Job A:
Reproduce the passage of the message about the whatchanged command from "On Fri, Aug" to "for so long.".

On Fri, Aug 09, 2013 at 01:01:48PM -0700, Junio C Hamano wrote:
> After doing a bit of archaeology, I now know why "whatchanged" with
> an unwieldy long name persisted in the user's mindset for so long.
>
> My conclusions are:
>
> - It is better to encourage new users to use `log` very early in
> the document;
>
> - It is not sensible to remove the command at this point yet.
> After having used to `log` that does not take diff options for
> close to a year, it is understandable why there are many people
> who are used to type `whatchanged`.
>
> It could be argued that deprecation and retraining of fingers are
> doing favors to the long-time users. But the presense of the
> command is not hurting anybody, other than the new people who may
> stumble upon both and wonder what their differences are. By clearly
> indicating that these two are essentially the same, we would help
> the new people without harming anybody.
>
> -- >8 --
> Subject: [PATCH] whatchanged: document its historical nature
>
> Encourage new users to use 'log' instead. These days, these
> commands are unified and just have different defaults.
>
> 'git log' only allowed you to view the log messages and no diffs
> when it was added in early June 2005. It was only in early April
> 2006 that the command learned to take diff options. Because of
> this, power users tended to use 'whatchanged' that already existed
> since mid May 2005 and supported diff options.

(Coordinate labeling data)
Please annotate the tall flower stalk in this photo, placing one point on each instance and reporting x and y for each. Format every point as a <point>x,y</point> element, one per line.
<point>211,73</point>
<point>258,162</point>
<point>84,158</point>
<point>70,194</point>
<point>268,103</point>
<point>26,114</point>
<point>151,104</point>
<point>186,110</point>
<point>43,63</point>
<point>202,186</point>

Job B:
Rewrite the entries from their first line to the line with "<point>186,110</point>", including the request. Multiply every point coordinate in the answers by 0.65 and round it to a whole number, with halves rounding up.

Problem solution A:
On Fri, Aug 09, 2013 at 01:01:48PM -0700, Junio C Hamano wrote:
> After doing a bit of archaeology, I now know why "whatchanged" with
> an unwieldy long name persisted in the user's mindset for so long.

Problem solution B:
Please annotate the tall flower stalk in this photo, placing one point on each instance and reporting x and y for each. Format every point as a <point>x,y</point> element, one per line.
<point>137,47</point>
<point>168,105</point>
<point>55,103</point>
<point>46,126</point>
<point>174,67</point>
<point>17,74</point>
<point>98,68</point>
<point>121,72</point>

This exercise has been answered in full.